Photo-based referring expression data:
>>>>>

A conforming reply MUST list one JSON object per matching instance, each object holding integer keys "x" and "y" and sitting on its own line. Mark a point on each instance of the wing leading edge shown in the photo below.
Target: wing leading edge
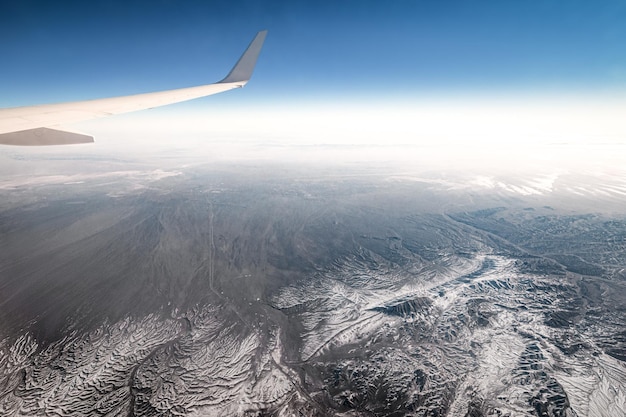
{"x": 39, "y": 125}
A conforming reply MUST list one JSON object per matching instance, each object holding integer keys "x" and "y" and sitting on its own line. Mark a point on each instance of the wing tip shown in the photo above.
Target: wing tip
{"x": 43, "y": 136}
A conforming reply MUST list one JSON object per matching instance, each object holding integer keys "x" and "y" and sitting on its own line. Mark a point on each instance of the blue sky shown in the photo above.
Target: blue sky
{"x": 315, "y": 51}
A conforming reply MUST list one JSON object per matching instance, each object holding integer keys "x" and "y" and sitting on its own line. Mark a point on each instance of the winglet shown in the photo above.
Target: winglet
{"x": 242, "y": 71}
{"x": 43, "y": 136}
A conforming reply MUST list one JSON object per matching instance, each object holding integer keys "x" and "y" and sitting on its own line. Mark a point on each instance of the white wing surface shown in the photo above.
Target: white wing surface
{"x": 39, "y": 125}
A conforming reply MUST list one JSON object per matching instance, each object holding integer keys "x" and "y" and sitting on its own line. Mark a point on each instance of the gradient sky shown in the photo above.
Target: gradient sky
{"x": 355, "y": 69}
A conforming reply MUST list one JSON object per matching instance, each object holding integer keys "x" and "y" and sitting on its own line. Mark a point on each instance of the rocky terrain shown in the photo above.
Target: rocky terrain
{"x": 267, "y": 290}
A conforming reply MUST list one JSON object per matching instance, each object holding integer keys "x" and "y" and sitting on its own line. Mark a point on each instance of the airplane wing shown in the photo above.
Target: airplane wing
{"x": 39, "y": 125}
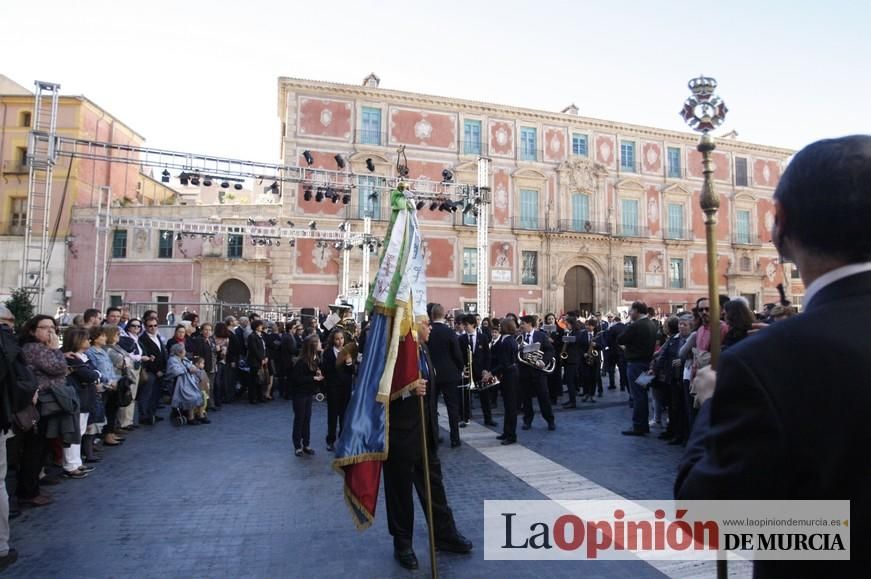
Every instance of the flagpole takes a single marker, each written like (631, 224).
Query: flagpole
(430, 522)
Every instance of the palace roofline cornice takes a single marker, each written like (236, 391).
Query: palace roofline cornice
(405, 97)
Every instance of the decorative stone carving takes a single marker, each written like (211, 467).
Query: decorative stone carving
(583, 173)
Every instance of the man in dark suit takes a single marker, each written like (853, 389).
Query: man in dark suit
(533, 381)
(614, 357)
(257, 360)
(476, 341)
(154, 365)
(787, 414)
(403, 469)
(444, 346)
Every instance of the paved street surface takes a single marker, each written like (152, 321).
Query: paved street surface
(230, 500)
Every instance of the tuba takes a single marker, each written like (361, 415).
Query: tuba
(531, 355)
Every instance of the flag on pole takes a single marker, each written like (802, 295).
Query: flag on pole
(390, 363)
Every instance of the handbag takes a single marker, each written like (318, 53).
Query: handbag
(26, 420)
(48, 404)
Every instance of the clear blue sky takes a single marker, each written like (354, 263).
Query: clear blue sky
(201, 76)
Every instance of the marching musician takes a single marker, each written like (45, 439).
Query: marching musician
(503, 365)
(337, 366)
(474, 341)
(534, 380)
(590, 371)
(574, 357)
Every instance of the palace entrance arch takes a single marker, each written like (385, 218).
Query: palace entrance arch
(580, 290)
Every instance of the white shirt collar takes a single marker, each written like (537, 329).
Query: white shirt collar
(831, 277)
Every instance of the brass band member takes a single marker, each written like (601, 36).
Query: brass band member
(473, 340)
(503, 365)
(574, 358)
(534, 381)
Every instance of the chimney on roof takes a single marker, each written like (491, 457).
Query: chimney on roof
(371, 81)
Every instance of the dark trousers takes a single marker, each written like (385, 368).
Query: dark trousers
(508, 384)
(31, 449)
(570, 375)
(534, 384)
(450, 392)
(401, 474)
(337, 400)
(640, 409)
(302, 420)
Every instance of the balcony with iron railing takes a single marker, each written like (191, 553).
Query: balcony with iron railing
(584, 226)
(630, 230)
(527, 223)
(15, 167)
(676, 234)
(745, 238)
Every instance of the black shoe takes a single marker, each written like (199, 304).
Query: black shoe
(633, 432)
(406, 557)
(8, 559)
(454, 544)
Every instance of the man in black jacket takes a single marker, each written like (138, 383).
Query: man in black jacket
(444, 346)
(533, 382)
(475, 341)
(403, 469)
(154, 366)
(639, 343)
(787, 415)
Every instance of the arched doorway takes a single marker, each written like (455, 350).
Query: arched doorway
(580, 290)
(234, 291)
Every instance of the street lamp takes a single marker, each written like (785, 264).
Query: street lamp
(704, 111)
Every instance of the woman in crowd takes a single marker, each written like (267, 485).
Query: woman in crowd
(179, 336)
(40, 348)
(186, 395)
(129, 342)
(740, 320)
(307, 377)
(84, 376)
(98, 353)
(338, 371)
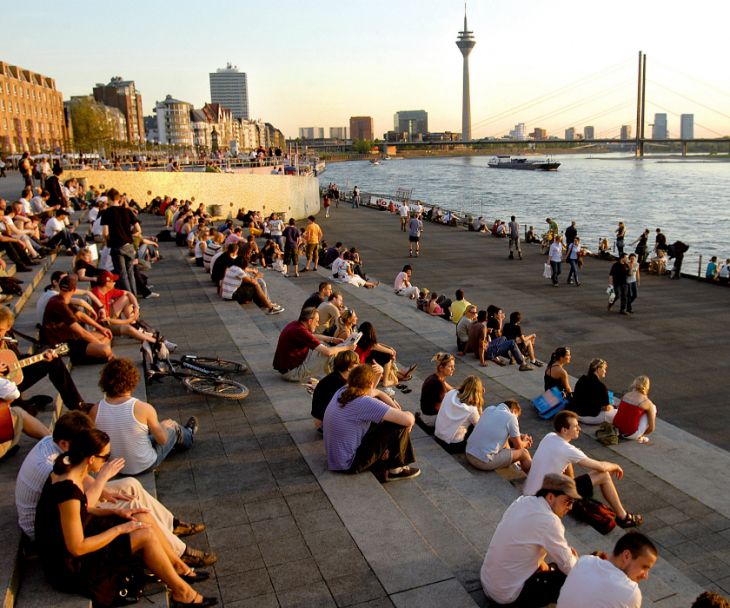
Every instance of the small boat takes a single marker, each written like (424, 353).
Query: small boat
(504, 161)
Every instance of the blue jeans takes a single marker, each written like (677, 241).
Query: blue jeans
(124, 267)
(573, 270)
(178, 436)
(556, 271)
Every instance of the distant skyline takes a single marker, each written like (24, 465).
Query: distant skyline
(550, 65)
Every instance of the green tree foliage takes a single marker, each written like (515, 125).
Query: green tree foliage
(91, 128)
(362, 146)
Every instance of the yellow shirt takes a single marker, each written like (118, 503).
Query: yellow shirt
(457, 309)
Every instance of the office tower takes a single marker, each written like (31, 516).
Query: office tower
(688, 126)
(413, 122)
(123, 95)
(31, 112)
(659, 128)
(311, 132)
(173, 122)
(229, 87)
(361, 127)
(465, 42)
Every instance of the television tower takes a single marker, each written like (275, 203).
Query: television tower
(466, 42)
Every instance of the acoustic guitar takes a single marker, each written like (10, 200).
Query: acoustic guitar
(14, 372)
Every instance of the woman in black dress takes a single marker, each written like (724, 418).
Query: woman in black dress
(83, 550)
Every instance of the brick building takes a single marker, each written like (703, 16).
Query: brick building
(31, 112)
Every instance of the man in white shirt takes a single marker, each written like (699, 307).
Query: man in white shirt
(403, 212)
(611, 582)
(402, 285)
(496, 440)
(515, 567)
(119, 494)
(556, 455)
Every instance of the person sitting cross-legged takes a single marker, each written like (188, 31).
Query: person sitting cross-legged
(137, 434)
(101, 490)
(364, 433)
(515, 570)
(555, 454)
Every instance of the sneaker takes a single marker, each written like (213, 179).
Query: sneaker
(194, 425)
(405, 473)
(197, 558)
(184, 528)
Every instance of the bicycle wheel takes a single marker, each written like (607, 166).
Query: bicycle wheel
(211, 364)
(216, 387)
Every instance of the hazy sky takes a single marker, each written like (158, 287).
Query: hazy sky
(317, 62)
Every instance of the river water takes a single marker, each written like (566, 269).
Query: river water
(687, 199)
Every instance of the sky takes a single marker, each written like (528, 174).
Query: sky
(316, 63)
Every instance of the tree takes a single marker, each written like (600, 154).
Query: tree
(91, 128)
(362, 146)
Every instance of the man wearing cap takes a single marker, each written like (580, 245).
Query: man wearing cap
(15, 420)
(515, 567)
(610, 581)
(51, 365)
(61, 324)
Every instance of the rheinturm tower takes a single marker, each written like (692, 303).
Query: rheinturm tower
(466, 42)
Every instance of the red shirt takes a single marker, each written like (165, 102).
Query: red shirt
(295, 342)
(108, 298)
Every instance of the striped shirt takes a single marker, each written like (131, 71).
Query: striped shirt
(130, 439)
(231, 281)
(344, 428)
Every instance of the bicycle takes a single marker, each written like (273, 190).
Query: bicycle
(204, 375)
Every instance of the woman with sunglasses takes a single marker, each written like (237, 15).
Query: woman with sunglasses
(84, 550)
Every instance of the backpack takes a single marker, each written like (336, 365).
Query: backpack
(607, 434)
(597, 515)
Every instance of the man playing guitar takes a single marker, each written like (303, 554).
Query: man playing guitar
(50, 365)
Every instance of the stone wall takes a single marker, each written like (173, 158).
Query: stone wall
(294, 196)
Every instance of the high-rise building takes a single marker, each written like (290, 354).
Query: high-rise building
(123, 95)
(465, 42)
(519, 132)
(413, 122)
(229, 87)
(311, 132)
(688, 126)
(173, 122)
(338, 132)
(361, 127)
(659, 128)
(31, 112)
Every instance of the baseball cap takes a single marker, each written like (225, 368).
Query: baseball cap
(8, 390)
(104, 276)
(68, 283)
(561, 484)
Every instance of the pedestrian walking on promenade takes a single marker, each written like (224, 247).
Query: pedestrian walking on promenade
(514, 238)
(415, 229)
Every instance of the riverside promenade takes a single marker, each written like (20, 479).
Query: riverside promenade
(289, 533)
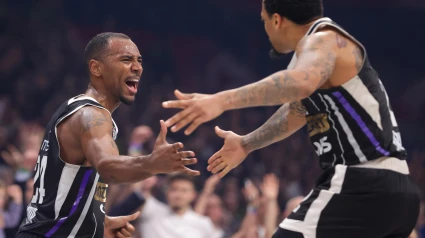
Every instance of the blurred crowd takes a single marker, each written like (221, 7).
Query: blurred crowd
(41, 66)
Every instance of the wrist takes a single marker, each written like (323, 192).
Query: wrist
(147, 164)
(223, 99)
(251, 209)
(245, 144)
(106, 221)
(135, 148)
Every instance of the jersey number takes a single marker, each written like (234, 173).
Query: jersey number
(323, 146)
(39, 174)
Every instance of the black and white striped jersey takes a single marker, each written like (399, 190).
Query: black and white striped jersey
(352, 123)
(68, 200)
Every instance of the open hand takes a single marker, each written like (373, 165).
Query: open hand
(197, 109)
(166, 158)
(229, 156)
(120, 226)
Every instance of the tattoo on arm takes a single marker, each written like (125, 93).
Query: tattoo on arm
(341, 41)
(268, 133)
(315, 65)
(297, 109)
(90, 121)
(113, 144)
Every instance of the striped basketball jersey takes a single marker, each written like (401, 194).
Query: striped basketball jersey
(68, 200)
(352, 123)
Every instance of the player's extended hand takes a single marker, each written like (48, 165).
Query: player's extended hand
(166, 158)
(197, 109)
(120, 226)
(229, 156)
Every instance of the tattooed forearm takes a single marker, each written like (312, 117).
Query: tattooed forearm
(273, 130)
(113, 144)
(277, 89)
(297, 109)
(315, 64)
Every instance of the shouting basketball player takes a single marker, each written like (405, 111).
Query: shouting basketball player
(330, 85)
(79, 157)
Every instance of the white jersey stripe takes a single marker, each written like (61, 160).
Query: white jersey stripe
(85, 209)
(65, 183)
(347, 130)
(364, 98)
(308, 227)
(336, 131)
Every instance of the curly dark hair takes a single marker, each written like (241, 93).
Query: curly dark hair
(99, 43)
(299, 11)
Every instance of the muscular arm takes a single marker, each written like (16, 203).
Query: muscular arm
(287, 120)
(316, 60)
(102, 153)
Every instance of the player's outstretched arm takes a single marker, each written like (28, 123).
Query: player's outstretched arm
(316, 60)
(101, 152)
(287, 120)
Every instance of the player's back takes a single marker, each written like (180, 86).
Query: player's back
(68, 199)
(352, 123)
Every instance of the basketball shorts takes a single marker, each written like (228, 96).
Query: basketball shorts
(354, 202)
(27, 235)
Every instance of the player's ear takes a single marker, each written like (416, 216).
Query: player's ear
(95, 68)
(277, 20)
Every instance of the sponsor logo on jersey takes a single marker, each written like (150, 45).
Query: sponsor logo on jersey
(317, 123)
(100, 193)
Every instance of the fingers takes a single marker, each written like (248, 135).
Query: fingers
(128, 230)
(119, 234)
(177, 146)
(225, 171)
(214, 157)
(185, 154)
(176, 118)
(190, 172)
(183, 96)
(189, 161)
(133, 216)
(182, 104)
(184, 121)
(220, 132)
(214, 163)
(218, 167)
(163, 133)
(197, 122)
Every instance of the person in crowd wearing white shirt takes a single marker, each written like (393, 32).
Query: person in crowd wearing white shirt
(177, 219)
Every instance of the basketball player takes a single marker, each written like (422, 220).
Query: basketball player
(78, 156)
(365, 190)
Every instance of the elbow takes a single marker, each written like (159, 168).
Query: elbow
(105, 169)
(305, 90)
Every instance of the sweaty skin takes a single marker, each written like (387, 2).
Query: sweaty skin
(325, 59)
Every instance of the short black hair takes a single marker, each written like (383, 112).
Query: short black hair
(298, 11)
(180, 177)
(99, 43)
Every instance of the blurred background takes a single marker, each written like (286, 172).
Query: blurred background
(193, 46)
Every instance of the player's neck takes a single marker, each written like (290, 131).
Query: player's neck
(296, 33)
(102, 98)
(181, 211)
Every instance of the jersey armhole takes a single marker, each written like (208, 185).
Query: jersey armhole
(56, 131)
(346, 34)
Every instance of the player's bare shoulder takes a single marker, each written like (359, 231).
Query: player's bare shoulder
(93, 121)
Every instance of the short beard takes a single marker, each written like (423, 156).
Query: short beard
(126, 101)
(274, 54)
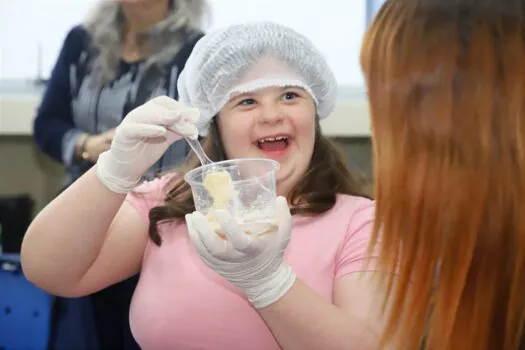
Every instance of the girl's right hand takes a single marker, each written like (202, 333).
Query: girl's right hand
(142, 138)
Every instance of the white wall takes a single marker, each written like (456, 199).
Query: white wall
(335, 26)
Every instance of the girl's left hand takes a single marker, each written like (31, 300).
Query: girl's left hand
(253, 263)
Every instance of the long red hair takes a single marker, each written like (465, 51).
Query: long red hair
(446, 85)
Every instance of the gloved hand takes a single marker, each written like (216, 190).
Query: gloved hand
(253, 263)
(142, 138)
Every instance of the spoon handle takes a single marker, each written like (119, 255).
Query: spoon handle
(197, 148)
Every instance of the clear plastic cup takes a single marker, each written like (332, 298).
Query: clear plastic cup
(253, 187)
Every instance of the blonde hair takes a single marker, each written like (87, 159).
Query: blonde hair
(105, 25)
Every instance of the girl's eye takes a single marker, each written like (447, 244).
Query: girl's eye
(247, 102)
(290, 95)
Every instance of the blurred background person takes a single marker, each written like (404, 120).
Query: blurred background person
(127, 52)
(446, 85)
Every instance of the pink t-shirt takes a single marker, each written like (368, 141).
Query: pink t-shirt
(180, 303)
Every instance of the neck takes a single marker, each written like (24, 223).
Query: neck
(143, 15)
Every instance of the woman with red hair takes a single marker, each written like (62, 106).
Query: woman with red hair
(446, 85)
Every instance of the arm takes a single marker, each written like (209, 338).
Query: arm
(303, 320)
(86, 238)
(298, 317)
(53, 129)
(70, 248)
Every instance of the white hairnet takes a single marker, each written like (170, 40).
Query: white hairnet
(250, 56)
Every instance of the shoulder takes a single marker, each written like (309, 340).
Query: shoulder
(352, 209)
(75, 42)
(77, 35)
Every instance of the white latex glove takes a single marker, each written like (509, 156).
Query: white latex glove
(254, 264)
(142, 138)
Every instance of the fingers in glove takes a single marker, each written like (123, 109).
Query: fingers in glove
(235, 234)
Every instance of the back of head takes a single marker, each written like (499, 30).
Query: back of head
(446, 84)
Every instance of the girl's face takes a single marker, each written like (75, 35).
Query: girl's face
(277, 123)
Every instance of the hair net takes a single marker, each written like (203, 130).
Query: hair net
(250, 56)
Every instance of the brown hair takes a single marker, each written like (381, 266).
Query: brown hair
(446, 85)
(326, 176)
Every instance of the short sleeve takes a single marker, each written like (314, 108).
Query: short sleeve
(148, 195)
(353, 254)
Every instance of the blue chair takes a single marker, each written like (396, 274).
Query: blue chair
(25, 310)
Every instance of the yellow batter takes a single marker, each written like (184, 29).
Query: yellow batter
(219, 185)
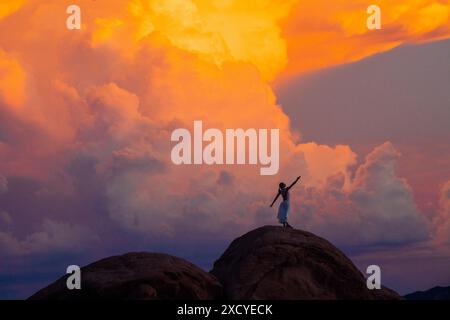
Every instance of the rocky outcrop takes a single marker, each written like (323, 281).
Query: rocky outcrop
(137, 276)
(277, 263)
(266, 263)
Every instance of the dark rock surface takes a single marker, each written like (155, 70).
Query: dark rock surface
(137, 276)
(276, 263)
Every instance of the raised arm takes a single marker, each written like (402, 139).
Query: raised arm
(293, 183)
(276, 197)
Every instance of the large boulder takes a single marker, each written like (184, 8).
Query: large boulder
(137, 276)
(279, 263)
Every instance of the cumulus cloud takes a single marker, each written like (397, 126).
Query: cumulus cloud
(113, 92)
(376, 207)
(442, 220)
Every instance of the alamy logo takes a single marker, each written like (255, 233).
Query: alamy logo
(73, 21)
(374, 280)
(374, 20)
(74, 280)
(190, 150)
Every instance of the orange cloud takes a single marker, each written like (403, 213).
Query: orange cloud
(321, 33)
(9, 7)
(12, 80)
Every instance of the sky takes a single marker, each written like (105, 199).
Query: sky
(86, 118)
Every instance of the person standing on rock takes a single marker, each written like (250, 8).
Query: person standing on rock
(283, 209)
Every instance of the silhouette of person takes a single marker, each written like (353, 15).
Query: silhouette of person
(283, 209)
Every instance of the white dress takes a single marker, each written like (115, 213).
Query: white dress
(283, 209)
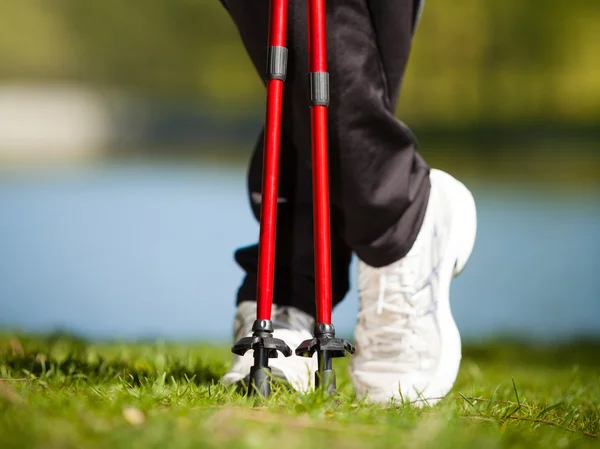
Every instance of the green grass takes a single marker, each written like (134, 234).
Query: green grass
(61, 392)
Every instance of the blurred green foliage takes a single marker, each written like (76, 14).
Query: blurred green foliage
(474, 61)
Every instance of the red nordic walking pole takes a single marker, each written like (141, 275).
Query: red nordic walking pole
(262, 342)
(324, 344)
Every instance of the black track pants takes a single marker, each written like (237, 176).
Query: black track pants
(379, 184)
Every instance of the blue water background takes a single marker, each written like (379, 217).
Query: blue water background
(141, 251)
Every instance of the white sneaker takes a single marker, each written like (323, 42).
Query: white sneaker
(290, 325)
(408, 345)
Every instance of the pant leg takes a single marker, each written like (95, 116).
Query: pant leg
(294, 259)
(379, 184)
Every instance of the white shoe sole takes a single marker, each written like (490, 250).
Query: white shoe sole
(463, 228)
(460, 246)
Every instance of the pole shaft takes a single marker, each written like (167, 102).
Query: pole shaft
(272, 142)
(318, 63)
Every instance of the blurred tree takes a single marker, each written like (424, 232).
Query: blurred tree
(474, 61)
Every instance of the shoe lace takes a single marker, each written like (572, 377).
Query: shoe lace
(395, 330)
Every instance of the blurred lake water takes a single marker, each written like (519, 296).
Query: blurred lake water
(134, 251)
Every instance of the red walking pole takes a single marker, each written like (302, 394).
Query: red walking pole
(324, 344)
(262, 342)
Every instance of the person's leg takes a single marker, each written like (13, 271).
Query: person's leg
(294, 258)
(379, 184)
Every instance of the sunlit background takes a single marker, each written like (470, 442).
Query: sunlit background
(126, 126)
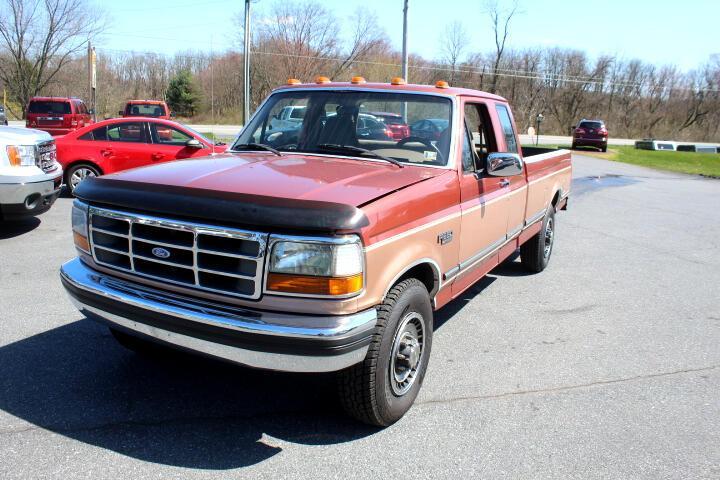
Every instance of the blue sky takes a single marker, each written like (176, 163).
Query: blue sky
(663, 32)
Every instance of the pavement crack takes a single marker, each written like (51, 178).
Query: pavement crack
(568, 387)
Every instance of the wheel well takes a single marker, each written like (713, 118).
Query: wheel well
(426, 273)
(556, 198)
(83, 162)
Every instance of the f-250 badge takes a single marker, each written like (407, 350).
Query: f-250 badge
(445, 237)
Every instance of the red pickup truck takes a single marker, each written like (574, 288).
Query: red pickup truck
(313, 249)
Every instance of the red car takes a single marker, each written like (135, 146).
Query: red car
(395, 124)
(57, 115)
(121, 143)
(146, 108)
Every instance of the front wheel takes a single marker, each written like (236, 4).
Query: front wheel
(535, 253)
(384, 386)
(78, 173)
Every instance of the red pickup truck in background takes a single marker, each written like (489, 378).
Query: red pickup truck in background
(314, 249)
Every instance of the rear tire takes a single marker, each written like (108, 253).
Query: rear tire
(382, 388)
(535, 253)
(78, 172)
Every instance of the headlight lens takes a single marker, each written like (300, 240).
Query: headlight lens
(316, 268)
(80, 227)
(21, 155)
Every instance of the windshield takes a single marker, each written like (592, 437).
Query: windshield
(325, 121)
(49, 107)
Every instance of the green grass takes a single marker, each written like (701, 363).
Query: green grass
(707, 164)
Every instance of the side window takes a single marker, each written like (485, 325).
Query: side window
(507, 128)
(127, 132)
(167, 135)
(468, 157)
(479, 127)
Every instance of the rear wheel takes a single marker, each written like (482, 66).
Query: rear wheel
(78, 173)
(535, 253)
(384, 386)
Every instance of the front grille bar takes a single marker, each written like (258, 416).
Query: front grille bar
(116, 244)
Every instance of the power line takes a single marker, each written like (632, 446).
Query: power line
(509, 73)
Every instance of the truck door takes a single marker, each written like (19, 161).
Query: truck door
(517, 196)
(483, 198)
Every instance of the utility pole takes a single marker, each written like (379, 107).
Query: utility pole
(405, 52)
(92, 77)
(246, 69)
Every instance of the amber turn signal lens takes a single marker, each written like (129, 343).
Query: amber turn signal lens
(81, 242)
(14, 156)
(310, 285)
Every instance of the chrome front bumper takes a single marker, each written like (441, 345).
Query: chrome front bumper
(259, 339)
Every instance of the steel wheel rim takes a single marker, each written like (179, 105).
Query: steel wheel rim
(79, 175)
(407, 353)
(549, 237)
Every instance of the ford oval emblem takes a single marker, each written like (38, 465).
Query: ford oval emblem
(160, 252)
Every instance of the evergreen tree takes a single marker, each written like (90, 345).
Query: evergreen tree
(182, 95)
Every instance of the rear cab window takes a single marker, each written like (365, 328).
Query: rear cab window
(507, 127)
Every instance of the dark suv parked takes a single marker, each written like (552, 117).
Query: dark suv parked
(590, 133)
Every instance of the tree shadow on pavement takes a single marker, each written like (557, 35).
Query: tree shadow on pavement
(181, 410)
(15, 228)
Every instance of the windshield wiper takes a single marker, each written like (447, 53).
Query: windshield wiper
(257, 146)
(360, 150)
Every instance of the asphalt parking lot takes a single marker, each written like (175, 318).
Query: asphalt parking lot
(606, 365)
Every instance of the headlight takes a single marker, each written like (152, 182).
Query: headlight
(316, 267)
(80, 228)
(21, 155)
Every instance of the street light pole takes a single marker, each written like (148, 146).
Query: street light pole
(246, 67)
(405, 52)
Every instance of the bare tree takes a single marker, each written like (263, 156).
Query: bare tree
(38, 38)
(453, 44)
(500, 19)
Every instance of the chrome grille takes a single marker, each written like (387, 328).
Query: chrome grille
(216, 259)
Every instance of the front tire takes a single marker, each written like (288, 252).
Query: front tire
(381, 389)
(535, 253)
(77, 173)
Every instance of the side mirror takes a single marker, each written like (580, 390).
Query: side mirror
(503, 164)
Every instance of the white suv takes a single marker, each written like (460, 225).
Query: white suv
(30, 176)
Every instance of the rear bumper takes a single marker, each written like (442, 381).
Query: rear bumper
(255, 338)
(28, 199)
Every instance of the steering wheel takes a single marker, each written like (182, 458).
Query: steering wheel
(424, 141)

<<<<<

REQUIRED ACTION
Output only the lines above from the one containing "Query: player's neck" to the one containing "Every instance of the clear plastic", both included, exactly as written and with no pictures.

RESPONSE TO THIS EXERCISE
Query: player's neck
(296, 33)
(102, 98)
(181, 211)
Every instance of the jersey armhole takes a single marker, each written like (208, 185).
Query: jersey armhole
(56, 131)
(346, 34)
Every instance of the player's bare shoulder takes a single marker, each written like (359, 231).
Query: player's bare shoulder
(93, 121)
Every instance of the short beard takes a single marker, each written like (423, 156).
Query: short beard
(126, 101)
(274, 54)
Every instance of the girl's right hand takes a single marker, each written like (202, 333).
Query: girl's right hand
(142, 138)
Every instance of the white wall takes a single marker, each written like (456, 199).
Query: white wall
(335, 26)
Every instance of the girl's left hand takes a single marker, each written like (31, 300).
Query: girl's left hand
(253, 263)
Every instance of the long red hair takes a single marker, each written like (465, 51).
Query: long red hair
(446, 85)
Every instance of the gloved hand takes a single marker, each written like (216, 190).
Query: gloved hand
(253, 263)
(142, 138)
Every instance of the spoon handle takes a single marker, each written like (119, 255).
Query: spoon handle
(197, 148)
Every instance of the clear plastic cup takes a single marker, each written like (332, 298).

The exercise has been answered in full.